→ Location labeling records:
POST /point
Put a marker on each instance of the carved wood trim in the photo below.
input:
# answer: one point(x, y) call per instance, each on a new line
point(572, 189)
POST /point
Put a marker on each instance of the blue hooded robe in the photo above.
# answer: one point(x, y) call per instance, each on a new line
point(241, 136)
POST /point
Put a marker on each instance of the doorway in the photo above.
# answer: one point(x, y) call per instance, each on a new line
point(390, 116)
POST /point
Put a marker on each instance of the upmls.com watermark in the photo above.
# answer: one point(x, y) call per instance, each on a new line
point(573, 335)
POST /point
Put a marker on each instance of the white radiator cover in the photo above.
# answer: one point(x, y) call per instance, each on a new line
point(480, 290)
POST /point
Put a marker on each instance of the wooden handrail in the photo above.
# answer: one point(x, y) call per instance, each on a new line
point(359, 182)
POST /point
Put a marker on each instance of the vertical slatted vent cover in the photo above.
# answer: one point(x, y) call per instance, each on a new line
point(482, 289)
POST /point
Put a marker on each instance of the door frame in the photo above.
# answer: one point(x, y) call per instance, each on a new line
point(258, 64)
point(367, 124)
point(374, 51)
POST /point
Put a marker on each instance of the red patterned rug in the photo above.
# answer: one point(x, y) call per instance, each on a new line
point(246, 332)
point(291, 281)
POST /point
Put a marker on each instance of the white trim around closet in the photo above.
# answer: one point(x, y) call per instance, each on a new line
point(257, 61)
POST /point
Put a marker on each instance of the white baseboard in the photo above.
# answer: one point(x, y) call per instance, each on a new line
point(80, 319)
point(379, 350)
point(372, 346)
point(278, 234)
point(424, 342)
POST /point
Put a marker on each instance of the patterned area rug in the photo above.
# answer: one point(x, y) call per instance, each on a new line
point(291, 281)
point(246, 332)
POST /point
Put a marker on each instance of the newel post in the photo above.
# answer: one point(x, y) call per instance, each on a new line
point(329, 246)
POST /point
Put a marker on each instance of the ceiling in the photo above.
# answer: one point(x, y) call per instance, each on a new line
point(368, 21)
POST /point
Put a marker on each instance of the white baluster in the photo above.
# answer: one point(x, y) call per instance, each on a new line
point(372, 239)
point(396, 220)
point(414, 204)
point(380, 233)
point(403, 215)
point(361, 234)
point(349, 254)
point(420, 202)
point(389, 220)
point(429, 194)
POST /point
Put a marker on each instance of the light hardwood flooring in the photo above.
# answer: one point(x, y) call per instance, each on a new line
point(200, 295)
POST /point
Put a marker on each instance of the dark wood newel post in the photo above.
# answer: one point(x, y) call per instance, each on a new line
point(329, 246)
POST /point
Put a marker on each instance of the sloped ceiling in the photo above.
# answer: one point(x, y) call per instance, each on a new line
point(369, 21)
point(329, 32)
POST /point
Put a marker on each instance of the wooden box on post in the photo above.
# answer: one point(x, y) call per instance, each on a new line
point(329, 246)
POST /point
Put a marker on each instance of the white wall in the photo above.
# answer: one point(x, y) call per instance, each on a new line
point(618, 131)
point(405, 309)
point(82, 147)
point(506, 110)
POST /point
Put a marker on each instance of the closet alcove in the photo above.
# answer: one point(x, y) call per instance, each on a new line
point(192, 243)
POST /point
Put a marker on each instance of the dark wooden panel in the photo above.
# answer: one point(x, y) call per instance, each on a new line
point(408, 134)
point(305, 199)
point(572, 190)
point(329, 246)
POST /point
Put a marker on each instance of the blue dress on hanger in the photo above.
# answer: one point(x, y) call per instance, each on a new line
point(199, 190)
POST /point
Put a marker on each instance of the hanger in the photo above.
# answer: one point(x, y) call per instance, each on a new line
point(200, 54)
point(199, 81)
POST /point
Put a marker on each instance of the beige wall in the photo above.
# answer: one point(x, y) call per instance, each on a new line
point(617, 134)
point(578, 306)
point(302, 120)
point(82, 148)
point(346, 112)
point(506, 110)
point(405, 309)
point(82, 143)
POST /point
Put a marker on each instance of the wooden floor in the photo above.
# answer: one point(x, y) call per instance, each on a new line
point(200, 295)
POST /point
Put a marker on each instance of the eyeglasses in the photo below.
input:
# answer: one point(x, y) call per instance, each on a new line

→ WHAT YOU HAVE TO DO: Word for word, write out the data.

→ ANSWER TO THE PROBLEM:
POST /point
Put a marker on each instance of the carved wood trim in the photo below.
input:
# answer: one point(x, y) call per instance, each on a new line
point(572, 189)
POST /point
Put a marker on each instance of the blue hooded robe in the photo above.
# answer: one point(x, y) call per instance, each on a new line
point(241, 136)
POST /point
Put a marker on each instance of the doorway in the photo above.
# answer: one point(x, y) call per instance, each on a new line
point(390, 116)
POST /point
Put a marker on each instance of the upmls.com watermark in the photo above.
# answer: one point(x, y) call per instance, each on a new line
point(573, 335)
POST /point
Put a marker on each instance of the white radiator cover in the photo above.
# answer: one point(x, y) call per instance, each on a new line
point(480, 290)
POST /point
Put a marker on each instance of the wooden handrail in the photo above.
# answer: one point(x, y) call per instance, each on a new line
point(359, 182)
POST /point
Put a marker on each instance of the vertical slatted vent cover in the photo above.
# answer: one point(x, y) call per instance, each on a new line
point(482, 289)
POST /point
Put a marker on each instance of the door frame in the photo above.
# answer: one point(x, y) call per instance, each on a new line
point(258, 64)
point(367, 124)
point(374, 51)
POST /point
Put a marker on each instance of the red patterned rug in the photo above.
# answer: one point(x, y) call per instance, each on a new line
point(246, 332)
point(291, 281)
POST /point
Put a marker on each instance of the white trim around closet in the photo above.
# answer: one point(x, y) call per instance, each on a new line
point(257, 61)
POST /point
Put a marker on each instance of the white baseboard in the photo above.
# answer: one point(x, y) call per instance, each on a new line
point(80, 319)
point(379, 350)
point(372, 346)
point(278, 234)
point(424, 342)
POST /point
Put a marker on each instance of the patterned area rug in the photo above.
# answer: one point(x, y) call per instance, each on a new line
point(291, 281)
point(246, 332)
POST /point
Put a marker on each instance of the newel post in the photo above.
# answer: one point(x, y) call per instance, each on a new line
point(329, 246)
POST /point
Put a marker on each instance of the ceiling in the photo above.
# answer: one point(x, y) call per instance, each on a new line
point(368, 21)
POST /point
Put a marker on each instance of the white baluster in the photo above.
# answer: one point(x, y) call per instance, each on a new line
point(372, 239)
point(396, 220)
point(414, 204)
point(380, 233)
point(403, 215)
point(361, 234)
point(349, 254)
point(420, 202)
point(389, 220)
point(429, 194)
POST /point
Put a marker on each instance of the light hardwood flooring in the photo above.
# answer: one point(x, y) call per instance, each on a new line
point(200, 295)
POST /point
Put a marker on each instance of the dark wood newel post in the photo above.
# answer: one point(x, y) call per instance, each on a new line
point(329, 246)
POST /point
Put a marker on each instance of the sloped ceiling in the photo above.
# answer: one point(x, y) call per instance, each on a new line
point(369, 21)
point(329, 32)
POST /point
Put a marker on each instance of the wooden box on post in the photo above.
# answer: one point(x, y) call per instance, each on a new line
point(329, 246)
POST /point
Put a marker on each instance of the white wall in the photo above.
# answer: one point(x, y) call per instance, each on a new line
point(618, 131)
point(405, 309)
point(82, 147)
point(506, 110)
POST /point
Put a marker on each instance of the closet alcove in the photo above.
# answer: one point(x, y) call per instance, each on a new line
point(192, 243)
POST /point
Put a marker on each instance of the dark wooden panel in the photo above.
# answer: one point(x, y) call per instance, each on a new line
point(408, 134)
point(305, 199)
point(572, 190)
point(329, 246)
POST /point
Put a marker on each instance of the blue dress on hanger in the photo above.
# answer: one point(x, y) call per instance, each on a new line
point(199, 190)
POST /point
Put a marker on each instance of the hanger in the photo above.
# answer: one point(x, y) call per instance, each on a new line
point(200, 54)
point(199, 81)
POST /point
Put a marker on each instance of the beige wall in the photo above.
# answer: one point(x, y) call per instance, each on a new line
point(617, 134)
point(578, 306)
point(302, 120)
point(82, 148)
point(346, 112)
point(506, 110)
point(405, 309)
point(82, 143)
POST /point
Put a marker on each instance of the wooden floor in the photo above.
# answer: one point(x, y) call per instance, each on a new line
point(200, 295)
POST /point
Put a marker on each instance of the eyeglasses in the photo below.
input:
# answer: one point(x, y) call per instance, each on a new line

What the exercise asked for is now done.